Reproduce every one of the entries below verbatim, changing nothing.

Records for the exercise:

════════

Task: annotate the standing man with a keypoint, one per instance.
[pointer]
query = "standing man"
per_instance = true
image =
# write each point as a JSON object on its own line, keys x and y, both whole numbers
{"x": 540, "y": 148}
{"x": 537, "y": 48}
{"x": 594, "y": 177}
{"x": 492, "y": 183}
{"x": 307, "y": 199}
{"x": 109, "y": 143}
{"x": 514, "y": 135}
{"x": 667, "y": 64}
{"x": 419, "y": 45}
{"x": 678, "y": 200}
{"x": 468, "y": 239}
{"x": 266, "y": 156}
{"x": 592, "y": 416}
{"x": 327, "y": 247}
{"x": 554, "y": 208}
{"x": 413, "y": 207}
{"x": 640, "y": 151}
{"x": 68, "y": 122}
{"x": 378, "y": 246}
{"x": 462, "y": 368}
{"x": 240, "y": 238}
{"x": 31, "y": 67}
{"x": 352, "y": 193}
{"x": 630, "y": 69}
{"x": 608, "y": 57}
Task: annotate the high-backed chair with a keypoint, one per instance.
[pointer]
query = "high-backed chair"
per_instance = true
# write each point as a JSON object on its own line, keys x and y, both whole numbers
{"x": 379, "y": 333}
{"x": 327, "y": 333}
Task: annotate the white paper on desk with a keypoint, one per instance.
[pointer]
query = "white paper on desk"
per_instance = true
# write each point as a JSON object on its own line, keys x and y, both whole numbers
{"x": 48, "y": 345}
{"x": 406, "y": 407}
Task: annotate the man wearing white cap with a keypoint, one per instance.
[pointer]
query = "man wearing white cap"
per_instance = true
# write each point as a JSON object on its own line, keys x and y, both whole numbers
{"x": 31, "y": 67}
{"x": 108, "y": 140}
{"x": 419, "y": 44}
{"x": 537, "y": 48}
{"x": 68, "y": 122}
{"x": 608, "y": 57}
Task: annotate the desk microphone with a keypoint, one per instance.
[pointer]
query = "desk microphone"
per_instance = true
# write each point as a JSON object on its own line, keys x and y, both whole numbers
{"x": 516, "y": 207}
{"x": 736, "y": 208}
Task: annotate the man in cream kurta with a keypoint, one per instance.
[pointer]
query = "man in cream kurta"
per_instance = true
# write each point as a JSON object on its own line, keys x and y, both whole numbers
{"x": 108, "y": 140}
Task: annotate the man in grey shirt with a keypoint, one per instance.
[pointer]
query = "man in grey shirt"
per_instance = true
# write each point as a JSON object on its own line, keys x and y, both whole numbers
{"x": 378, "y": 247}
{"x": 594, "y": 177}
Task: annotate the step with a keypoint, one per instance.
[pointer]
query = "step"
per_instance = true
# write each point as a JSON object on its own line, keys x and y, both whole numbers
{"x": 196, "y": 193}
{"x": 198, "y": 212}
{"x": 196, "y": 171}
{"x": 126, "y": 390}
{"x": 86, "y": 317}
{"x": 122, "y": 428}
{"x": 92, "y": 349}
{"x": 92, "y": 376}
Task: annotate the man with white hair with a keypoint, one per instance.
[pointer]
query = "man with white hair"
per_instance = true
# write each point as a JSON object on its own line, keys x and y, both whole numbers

════════

Response:
Task: annotate the standing man with a keypoint, one per instance.
[pointer]
query = "standing man"
per_instance = true
image =
# write each point as a JSON object on its own line, keys x and y, both whole numbers
{"x": 540, "y": 148}
{"x": 537, "y": 48}
{"x": 594, "y": 177}
{"x": 492, "y": 183}
{"x": 307, "y": 199}
{"x": 109, "y": 143}
{"x": 514, "y": 135}
{"x": 667, "y": 64}
{"x": 419, "y": 45}
{"x": 678, "y": 200}
{"x": 468, "y": 239}
{"x": 266, "y": 156}
{"x": 592, "y": 416}
{"x": 327, "y": 247}
{"x": 554, "y": 208}
{"x": 413, "y": 207}
{"x": 640, "y": 151}
{"x": 68, "y": 122}
{"x": 378, "y": 246}
{"x": 462, "y": 368}
{"x": 240, "y": 238}
{"x": 31, "y": 67}
{"x": 352, "y": 193}
{"x": 630, "y": 69}
{"x": 608, "y": 57}
Task: annotate the high-backed chair with a keypoint, one per instance.
[pointer]
query = "high-backed chair"
per_instance = true
# write each point as a JSON object on its own line, keys x and y, both whole numbers
{"x": 379, "y": 333}
{"x": 327, "y": 333}
Task: annotate the white paper on desk with a keypoint, one per instance.
[pointer]
query = "white paper on desk"
per_instance = true
# write each point as a JSON object on its own line, keys x and y, both whole numbers
{"x": 48, "y": 345}
{"x": 406, "y": 407}
Task: annotate the man wearing white cap with a keypoint, one per instance.
[pointer]
query = "man wearing white cap"
per_instance = true
# write each point as a JSON object on its own line, keys x and y, both whole numbers
{"x": 31, "y": 67}
{"x": 108, "y": 140}
{"x": 419, "y": 44}
{"x": 537, "y": 48}
{"x": 68, "y": 122}
{"x": 608, "y": 57}
Task: annotate the desk microphone with a keypoint, one per instance.
[pointer]
query = "desk microphone"
per_instance = true
# write each point as a JSON object on its own line, keys x and y, both whole numbers
{"x": 516, "y": 207}
{"x": 736, "y": 208}
Task: annotate the man in cream kurta with a keypoint, one per instance.
[pointer]
query = "man in cream kurta"
per_instance = true
# write each point as a JSON object on its own line, keys x and y, both whole numbers
{"x": 108, "y": 140}
Task: annotate the man in grey shirt with a keypoint, one per instance.
[pointer]
query = "man in grey shirt"
per_instance = true
# write each point as a JSON object on its own line, keys x and y, both whole numbers
{"x": 378, "y": 247}
{"x": 594, "y": 177}
Task: annotate the step with a keypoint, one per instance.
[pointer]
query = "step"
per_instance = true
# write each point as a JSON object on its own line, keys x and y, both whole numbers
{"x": 196, "y": 193}
{"x": 198, "y": 212}
{"x": 196, "y": 171}
{"x": 126, "y": 390}
{"x": 86, "y": 317}
{"x": 122, "y": 428}
{"x": 92, "y": 349}
{"x": 92, "y": 376}
Task: annotate the man with white hair with a keypoint, one per instance.
[pointer]
query = "man with white hair"
per_instance = true
# write each point as a JSON object on its own line, keys x and y, both whole numbers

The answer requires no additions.